Формулировка задания 1: Переименуйте «lower shelf» в «bottom shelf» в строках исходных данных от первой строки до строки с «point(349, 332)» включительно и приведите эти строки заново, не меняя ничего другого. Изображения в ответ не включайте.

Фрагмент текста:
++++++++
Е. Е. Кузьмина в последних работах отошла от только что упомянутой трактовки семантики интересующего нас мотива в духе зороастрийского морального дуализма и склоняется
к астрально-солярному его толкованию, принятому в работах В. Хартнера для аналогичных сцен в искусстве Передней Азии [Hartner, Ettinghausen 1964; Hartner 1965]. Полагая, что именно из этого культурного ареала данный мотив пришел в искусство степей, исследовательница считает, что
«вместе с композицией из переднеазиатского искусства было воспринято и идейное содержание сцены терзания как символа весеннего возрождения, которое было соотнесено иранцами с их главным праздником Ноурузом — Новым годом солярного календаря» [Кузьмина 1979: 78]. Однако если рассматривать этот мотив в контексте архаических представлений о мире и о протекающих в нем жизненных процессах, то, видимо, нет необходимости в столь жестком приурочивании его семантики исключительно к определенному календарному моменту. Концепция В. Хартнера опирается на то обстоятельство, что животные, выступающие в качестве «действующих лиц» сцен терзания, соответствуют зооморфной символике и номенклатуре созвездий в переднеазиатской традиции. Отсюда
делается вывод, что, к примеру, сцена терзания быка львом служит указанием на момент исчезновения и появления соответствующих
созвездий на небосклоне. Но уже сама история формирования этого мотива в искусстве Передней Азии наводит на мысль, что даже там
такое его осмысление (если оно действительно существовало в древневосточных культурах) было вторично, а генезис сюжета терзания коренится в значительно более общих принципах моделирования мира средствами зооморфного кода (см. [Антонова 1984: 172 ел.]). Еще менее вероятно, что подобное астральное толкование этого мотива бытовало по всему ареалу, где он существовал в искусстве. Применительно к Скифии такую его интерпретацию трудно согласовать с большой вариативностью конкретных воплощений:
в качестве объектов терзания здесь выступают и олень, и козел, и лошадь, а в роли терзающих существ — лев, хищная птица, грифон. Такое многообразие никак не может быть согласовано с астральной номенклатурой в духе концепции В. Хартнера.
++++++++
Исходные данные:
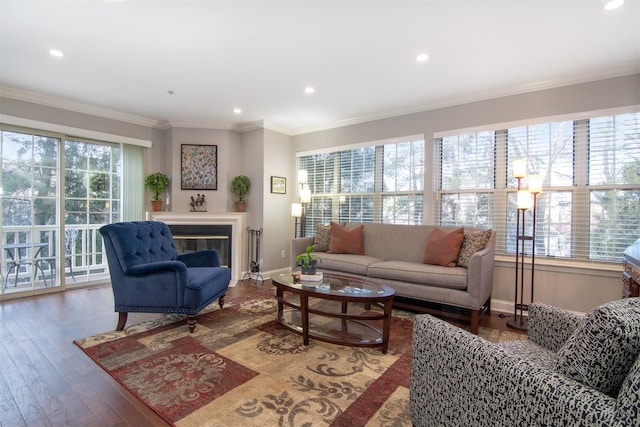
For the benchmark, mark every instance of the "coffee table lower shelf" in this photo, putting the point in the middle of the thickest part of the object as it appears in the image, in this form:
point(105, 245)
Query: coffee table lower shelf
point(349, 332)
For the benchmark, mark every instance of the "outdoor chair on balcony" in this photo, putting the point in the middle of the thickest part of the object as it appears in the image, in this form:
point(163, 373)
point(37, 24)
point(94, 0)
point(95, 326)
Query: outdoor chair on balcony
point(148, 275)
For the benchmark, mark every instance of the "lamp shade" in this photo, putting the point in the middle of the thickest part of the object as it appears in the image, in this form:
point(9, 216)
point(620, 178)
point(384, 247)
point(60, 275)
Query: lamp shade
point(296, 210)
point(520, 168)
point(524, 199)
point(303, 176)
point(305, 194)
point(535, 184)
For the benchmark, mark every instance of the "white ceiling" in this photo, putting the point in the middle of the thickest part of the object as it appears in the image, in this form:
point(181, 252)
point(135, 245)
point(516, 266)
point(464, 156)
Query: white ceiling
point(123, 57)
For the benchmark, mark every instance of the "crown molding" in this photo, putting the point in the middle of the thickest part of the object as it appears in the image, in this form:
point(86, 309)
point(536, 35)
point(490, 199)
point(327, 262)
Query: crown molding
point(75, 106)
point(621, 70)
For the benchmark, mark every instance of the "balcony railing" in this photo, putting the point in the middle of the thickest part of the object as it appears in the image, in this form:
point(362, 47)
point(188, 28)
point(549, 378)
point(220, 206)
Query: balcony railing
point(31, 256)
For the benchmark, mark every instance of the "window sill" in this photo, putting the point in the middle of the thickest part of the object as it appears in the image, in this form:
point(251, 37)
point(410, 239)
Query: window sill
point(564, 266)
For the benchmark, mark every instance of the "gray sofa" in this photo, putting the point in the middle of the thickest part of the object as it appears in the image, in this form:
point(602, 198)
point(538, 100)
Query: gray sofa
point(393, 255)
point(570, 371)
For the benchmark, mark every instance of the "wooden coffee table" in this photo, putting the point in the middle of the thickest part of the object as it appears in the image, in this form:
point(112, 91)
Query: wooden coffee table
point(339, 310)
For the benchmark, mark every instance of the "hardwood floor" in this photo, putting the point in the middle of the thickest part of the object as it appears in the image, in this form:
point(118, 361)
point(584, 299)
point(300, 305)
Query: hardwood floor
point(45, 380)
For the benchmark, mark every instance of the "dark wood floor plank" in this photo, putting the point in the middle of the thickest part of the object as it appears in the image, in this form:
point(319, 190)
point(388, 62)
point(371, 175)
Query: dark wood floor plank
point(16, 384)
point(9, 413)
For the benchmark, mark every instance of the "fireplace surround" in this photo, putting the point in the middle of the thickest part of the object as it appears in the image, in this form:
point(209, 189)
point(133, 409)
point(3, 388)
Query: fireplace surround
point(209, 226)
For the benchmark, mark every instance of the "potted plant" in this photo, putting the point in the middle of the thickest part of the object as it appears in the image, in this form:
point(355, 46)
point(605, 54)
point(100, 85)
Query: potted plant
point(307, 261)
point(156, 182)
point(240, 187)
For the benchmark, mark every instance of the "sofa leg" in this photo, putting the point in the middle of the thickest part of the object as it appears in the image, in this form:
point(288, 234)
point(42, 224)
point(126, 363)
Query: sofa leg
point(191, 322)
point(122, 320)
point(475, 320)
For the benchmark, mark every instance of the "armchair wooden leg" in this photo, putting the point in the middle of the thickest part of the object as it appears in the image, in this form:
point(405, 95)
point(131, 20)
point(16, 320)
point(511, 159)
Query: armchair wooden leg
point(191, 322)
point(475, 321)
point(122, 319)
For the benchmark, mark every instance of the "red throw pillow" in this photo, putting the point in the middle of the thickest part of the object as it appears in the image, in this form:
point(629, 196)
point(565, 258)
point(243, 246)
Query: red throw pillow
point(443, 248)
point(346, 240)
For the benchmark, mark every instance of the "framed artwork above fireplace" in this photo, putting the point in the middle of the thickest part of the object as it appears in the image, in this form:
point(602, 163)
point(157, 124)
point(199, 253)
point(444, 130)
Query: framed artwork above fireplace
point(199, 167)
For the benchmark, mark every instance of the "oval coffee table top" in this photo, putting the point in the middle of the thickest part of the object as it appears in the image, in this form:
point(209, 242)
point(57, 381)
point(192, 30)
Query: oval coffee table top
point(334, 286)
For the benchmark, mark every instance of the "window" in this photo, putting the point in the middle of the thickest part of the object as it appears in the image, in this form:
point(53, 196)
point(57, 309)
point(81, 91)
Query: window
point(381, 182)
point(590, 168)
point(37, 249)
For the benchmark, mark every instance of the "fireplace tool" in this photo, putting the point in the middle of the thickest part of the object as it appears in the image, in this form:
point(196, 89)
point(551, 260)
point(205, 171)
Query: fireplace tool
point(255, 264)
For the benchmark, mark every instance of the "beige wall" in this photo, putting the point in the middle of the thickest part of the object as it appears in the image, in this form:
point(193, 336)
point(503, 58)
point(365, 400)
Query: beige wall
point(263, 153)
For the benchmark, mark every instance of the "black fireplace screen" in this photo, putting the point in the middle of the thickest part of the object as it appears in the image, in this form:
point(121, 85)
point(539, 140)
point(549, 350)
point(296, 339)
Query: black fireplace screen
++++++++
Формулировка задания 2:
Ответьте на вопросы по фрагменту о сценах терзания:
(а) С каким праздником, по мнению Е. Е. Кузьминой, иранцы соотнесли сцену терзания?
(б) Какие животные выступают в Скифии в качестве объектов терзания?
(в) На какое обстоятельство опирается концепция В. Хартнера?

Образец ответа 1:
For the benchmark, mark every instance of the "coffee table bottom shelf" in this photo, putting the point in the middle of the thickest part of the object as it appears in the image, in this form:
point(105, 245)
Query: coffee table bottom shelf
point(349, 332)

Образец ответа 2:
(а) С Ноурузом, Новым годом солярного календаря.
(б) Олень, козел и лошадь.
(в) На то, что животные в сценах терзания соответствуют зооморфной символике и номенклатуре созвездий в переднеазиатской традиции.